#### Problem to work on
Throughout the entries below, report every line where "tire" is found.

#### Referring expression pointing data
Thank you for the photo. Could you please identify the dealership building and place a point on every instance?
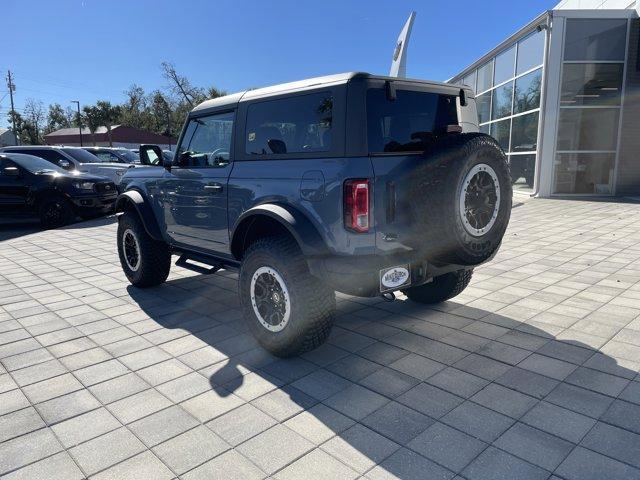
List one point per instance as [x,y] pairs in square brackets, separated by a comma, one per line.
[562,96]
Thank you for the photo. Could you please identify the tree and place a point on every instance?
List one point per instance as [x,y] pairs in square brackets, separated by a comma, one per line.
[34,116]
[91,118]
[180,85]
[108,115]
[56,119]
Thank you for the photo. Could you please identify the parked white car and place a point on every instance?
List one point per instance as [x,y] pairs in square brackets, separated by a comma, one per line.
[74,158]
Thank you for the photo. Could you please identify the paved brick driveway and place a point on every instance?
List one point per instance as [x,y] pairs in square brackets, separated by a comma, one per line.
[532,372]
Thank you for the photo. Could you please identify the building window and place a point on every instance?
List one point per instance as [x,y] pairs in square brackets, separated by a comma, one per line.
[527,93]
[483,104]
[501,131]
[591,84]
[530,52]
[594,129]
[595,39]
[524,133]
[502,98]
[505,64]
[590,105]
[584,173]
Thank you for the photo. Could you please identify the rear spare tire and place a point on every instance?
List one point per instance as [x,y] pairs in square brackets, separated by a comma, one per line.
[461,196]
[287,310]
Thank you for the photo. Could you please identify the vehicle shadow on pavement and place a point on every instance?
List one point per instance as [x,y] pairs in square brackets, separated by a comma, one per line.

==

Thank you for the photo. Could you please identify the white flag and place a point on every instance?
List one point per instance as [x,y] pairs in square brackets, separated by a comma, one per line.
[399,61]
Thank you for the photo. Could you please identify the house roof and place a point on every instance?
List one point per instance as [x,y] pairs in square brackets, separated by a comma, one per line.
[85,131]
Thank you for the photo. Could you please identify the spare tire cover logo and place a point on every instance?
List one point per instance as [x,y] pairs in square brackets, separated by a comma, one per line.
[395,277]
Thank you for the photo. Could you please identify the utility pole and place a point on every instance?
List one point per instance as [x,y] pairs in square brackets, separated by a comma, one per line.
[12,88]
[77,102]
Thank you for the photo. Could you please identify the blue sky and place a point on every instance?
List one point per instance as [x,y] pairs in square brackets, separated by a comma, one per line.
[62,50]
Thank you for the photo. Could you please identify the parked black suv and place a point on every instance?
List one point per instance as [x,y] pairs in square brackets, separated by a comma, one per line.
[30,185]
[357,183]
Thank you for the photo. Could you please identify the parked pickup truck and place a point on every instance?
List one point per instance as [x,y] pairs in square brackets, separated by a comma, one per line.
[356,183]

#### Your response
Thank you for the photo. Could you please identify the rear spare tire and place a point on every instance?
Thank you for the photo. Could you please identify the spare tire cover logo and place a point on every instance?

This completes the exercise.